◆ Exercise requirements ◆
**A.** Answer these three questions using the post on manufacturing jobs below, one answer per line, marked (i), (ii), (iii):
(i) What is manufacturing management worried about?
(ii) Which organization produced the first of the two research reports?
(iii) Where did the author see the McKinsey research reported?
**B.** In two sentences, summarize the post on manufacturing jobs that follows.

Everyone worries about manufacturing jobs. The topic comprises talking points for politicians. Economists can’t figure out jobs and wages (but they can’t figure out much with all their differential equations and such but never actually working anywhere). Manufacturing management is worried about filling all the openings caused by retirements.

Oh, and young people wonder about whether manufacturing is a good career that will pay off financially in the future.

As coincidence would happen–I just received news of two research reports on this very topic. The first is from an interesting organization called Leading2Lean (L2L). If you are sick of hearing about Millennials like my Gen Y son is, then this survey about Gen Z will get you going. Following this survey is research by McKinsey that I saw reported in my Axios newsletter.

We do need to be mindful of recruiting talented young people into manufacturing. People in general know the importance of manufacturing to the economy, but few consider it while making individual career decisions.

“Generation Z to The Rescue as Manufacturing Faces a ‘Silver Tsunami’ “

A new survey conducted by Leading2Lean (L2L)reveals that there is an unlikely hope for a new generation of workers that will spur industry-wide innovation.

◆ Provided data ◆
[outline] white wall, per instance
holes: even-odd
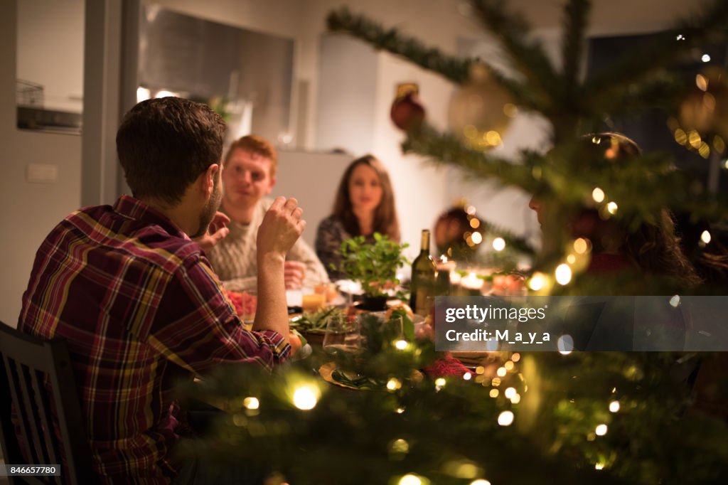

◆ Problem solutions ◆
**A.**
(i) Filling all the openings caused by retirements.
(ii) Leading2Lean (L2L).
(iii) In the author's Axios newsletter.

**B.** Manufacturing jobs concern many groups: politicians, economists, managers facing openings left by retirements, and young people asking whether the field will pay off. The author has received news of two research reports on the topic, a Leading2Lean survey about Generation Z and research by McKinsey, and holds that talented young people must be recruited into manufacturing, since few consider it when choosing a career.